*** RECORDS SHOWN ***

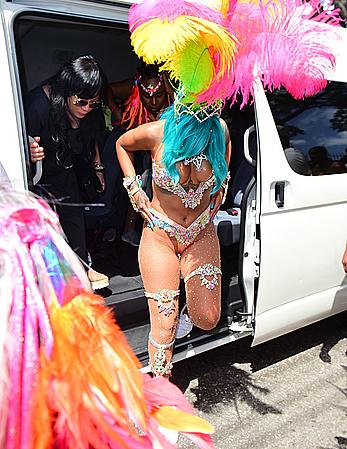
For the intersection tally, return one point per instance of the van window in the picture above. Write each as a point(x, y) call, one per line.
point(313, 131)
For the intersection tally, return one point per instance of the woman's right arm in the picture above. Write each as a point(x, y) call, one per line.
point(34, 124)
point(145, 137)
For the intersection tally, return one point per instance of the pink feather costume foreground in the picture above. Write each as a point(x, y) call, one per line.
point(282, 43)
point(68, 377)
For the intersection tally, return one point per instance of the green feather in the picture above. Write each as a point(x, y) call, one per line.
point(194, 67)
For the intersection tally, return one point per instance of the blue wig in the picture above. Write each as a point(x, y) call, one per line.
point(186, 137)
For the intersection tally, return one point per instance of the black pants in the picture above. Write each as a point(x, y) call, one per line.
point(62, 192)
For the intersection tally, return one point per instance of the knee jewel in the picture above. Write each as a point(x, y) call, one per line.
point(165, 299)
point(208, 274)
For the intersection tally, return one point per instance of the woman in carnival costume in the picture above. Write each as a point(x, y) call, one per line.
point(68, 377)
point(215, 49)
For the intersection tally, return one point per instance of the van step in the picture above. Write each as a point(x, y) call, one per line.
point(138, 337)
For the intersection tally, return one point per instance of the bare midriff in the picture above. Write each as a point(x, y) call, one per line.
point(171, 205)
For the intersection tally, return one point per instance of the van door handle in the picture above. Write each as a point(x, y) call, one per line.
point(279, 193)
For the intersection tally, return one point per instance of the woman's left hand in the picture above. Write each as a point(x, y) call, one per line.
point(101, 177)
point(216, 202)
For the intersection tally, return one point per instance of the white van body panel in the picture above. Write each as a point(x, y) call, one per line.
point(11, 156)
point(301, 276)
point(298, 253)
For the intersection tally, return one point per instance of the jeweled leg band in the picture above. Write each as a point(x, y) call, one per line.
point(203, 271)
point(165, 300)
point(160, 367)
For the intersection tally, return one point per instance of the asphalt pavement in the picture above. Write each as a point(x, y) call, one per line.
point(290, 393)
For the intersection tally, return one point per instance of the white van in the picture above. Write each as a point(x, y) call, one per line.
point(282, 233)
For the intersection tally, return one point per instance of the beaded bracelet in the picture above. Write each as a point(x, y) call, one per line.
point(225, 186)
point(98, 167)
point(128, 182)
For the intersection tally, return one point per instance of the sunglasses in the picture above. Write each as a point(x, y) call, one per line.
point(80, 102)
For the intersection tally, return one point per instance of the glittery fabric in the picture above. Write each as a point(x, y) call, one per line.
point(162, 262)
point(165, 299)
point(190, 199)
point(185, 236)
point(208, 275)
point(160, 365)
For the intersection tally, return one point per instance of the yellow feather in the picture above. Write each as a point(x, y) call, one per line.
point(175, 419)
point(174, 35)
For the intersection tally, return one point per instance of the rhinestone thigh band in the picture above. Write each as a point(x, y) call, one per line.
point(165, 300)
point(160, 367)
point(204, 271)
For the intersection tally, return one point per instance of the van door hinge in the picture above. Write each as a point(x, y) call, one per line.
point(240, 326)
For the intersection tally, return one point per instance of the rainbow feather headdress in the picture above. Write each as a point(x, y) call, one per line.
point(216, 49)
point(68, 378)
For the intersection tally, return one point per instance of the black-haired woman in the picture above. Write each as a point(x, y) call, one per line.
point(64, 117)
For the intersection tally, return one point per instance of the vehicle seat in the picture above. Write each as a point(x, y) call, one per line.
point(228, 221)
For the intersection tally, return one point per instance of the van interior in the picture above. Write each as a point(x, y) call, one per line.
point(43, 44)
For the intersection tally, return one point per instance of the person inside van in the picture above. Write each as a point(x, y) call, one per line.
point(65, 118)
point(134, 102)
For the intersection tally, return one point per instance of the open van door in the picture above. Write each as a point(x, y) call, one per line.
point(302, 219)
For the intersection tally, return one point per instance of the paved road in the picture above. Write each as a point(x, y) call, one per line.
point(290, 393)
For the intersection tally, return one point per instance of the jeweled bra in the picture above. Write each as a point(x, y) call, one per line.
point(190, 199)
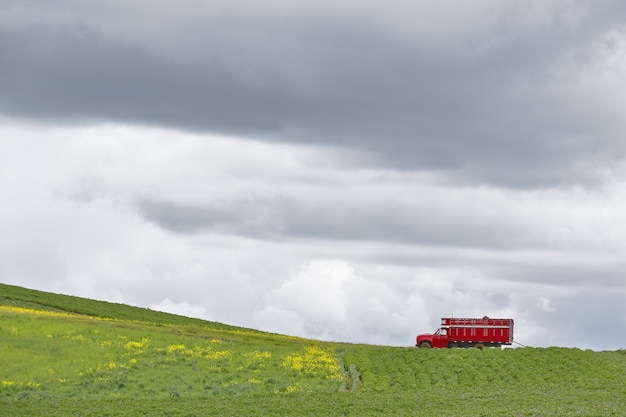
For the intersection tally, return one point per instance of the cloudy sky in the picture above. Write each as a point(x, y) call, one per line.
point(347, 171)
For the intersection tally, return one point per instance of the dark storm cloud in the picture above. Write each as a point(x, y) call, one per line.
point(288, 218)
point(501, 96)
point(76, 75)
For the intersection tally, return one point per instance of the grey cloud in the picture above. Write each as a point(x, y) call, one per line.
point(288, 218)
point(501, 103)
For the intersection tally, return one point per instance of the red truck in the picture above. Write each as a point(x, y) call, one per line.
point(478, 333)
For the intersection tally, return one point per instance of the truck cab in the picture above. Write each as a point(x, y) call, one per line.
point(439, 339)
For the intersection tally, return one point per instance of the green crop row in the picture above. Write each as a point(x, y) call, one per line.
point(55, 362)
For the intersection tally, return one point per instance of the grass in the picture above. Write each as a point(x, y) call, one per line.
point(68, 356)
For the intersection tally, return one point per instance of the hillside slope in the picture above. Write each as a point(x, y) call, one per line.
point(71, 356)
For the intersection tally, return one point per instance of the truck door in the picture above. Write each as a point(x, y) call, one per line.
point(440, 338)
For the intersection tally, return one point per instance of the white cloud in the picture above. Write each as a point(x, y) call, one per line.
point(183, 308)
point(72, 223)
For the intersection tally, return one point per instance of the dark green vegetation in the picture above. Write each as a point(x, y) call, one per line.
point(68, 356)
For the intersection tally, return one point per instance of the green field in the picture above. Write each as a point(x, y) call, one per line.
point(69, 356)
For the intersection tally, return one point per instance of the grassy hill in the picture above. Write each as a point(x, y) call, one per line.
point(70, 356)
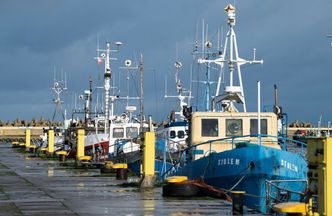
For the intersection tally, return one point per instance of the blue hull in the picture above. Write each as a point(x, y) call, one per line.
point(247, 169)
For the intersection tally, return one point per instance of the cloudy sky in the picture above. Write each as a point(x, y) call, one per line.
point(39, 37)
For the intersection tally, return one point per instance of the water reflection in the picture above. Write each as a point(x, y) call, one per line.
point(50, 171)
point(149, 202)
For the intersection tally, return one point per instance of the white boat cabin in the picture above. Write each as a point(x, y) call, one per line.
point(208, 126)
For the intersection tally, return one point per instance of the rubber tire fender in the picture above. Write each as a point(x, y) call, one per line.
point(180, 190)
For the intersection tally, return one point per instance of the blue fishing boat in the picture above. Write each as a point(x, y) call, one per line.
point(239, 150)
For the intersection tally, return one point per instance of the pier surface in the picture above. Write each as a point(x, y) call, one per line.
point(35, 186)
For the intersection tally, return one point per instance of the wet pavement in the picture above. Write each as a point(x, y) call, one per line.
point(36, 186)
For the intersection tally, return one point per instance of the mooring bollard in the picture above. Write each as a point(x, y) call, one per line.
point(148, 160)
point(121, 171)
point(80, 144)
point(50, 137)
point(62, 155)
point(237, 202)
point(27, 138)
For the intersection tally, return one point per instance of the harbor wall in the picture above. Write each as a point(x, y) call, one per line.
point(19, 132)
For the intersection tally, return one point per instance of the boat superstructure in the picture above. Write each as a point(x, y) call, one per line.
point(240, 150)
point(111, 128)
point(174, 132)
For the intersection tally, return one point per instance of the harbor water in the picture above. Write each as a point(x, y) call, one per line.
point(35, 186)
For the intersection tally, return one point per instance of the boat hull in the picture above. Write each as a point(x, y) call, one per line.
point(247, 169)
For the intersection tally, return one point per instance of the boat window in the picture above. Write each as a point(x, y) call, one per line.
point(180, 134)
point(233, 127)
point(254, 126)
point(132, 132)
point(118, 132)
point(172, 134)
point(209, 127)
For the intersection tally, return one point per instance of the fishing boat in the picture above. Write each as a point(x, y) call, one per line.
point(174, 132)
point(239, 150)
point(111, 134)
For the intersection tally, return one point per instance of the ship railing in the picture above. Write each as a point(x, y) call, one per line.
point(175, 156)
point(277, 191)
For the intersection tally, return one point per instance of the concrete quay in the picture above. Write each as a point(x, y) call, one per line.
point(35, 186)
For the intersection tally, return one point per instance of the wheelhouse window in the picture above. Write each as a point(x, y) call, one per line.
point(180, 134)
point(234, 127)
point(254, 126)
point(209, 127)
point(132, 132)
point(172, 134)
point(118, 132)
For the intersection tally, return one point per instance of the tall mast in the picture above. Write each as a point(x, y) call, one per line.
point(140, 69)
point(233, 93)
point(107, 77)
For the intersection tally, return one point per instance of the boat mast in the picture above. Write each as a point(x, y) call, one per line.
point(233, 93)
point(180, 91)
point(107, 78)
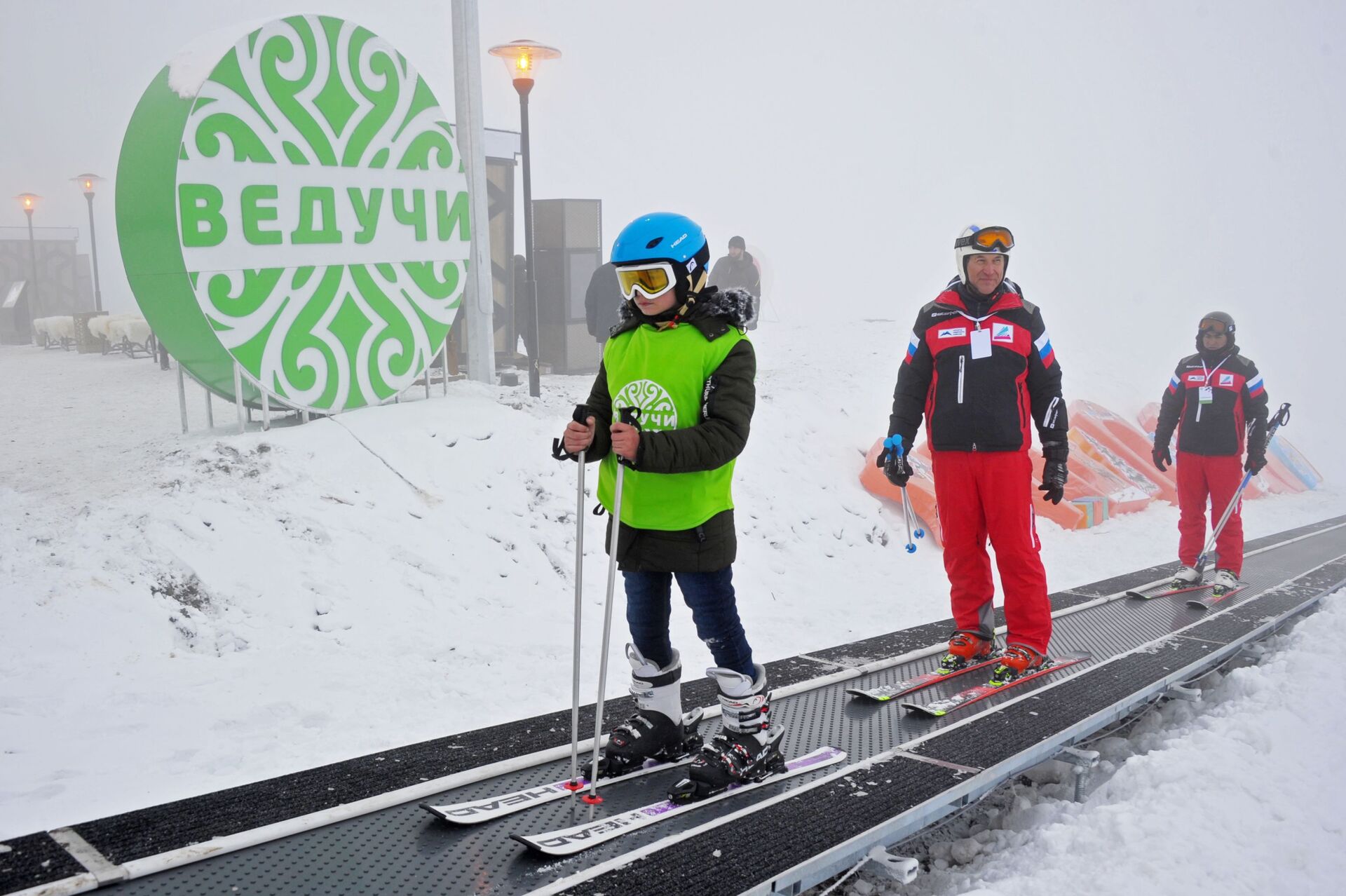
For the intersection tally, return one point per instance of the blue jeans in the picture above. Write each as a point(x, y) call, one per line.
point(714, 611)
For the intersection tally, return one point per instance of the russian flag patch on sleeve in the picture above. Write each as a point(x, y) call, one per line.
point(1045, 350)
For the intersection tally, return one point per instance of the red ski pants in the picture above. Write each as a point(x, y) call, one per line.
point(990, 493)
point(1216, 478)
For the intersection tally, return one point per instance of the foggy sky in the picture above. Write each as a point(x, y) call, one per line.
point(1155, 161)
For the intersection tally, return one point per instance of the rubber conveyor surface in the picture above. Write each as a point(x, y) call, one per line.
point(405, 850)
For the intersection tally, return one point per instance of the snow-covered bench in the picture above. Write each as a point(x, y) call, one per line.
point(57, 332)
point(128, 334)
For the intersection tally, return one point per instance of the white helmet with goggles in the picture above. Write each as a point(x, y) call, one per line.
point(981, 241)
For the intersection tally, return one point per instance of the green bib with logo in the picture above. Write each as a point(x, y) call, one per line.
point(664, 373)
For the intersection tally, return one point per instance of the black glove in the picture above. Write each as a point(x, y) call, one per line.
point(1256, 446)
point(892, 463)
point(1054, 473)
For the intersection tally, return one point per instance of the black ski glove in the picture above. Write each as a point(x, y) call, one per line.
point(892, 461)
point(1054, 473)
point(1256, 446)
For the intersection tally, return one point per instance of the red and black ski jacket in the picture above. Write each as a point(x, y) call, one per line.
point(980, 404)
point(1237, 400)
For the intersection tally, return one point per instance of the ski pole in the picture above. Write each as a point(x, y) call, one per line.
point(632, 417)
point(582, 414)
point(1278, 420)
point(894, 446)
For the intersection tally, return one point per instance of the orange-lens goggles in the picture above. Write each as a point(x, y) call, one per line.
point(988, 240)
point(652, 280)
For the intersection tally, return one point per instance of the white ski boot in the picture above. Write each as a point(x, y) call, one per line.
point(749, 746)
point(658, 731)
point(1225, 583)
point(1185, 578)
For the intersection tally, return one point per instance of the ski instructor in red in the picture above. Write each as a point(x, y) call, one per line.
point(980, 367)
point(1213, 398)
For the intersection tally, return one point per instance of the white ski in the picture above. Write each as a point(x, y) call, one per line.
point(580, 837)
point(475, 812)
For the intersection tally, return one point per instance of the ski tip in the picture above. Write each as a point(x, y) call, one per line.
point(924, 711)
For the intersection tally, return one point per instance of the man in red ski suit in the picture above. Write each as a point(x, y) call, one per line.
point(979, 367)
point(1213, 398)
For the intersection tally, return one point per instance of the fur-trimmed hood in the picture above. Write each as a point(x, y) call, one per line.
point(714, 313)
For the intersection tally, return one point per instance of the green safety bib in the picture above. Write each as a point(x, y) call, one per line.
point(664, 373)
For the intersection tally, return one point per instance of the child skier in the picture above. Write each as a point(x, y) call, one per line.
point(680, 355)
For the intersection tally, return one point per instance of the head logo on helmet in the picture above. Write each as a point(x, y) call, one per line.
point(665, 237)
point(980, 241)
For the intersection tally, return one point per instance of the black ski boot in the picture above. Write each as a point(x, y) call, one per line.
point(746, 749)
point(658, 731)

*** End of RECORDS SHOWN ***

REQUIRED ACTION: Look for the line that contains "the green safety" in the entries above. Set it down, along with all later lines, exactly as written.

YOUR SOLUTION:
For the intersection tally, return one point per instance of the green safety bib in the picture above. Write each as a point(x, y) call, one per line.
point(664, 373)
For the intersection tally, return one point per instance of the child skier in the picture above. Write each as a point(x, y) call, one per line.
point(680, 355)
For the intersection tally, return one point per instance of the head logo on helmet in the picture above. Write each as a point(x, y) call, one per line.
point(665, 237)
point(980, 241)
For the intersection tally, return one point per instance of the black ski boot in the picture above. Write each as a point(x, y) call, one per line.
point(746, 749)
point(658, 731)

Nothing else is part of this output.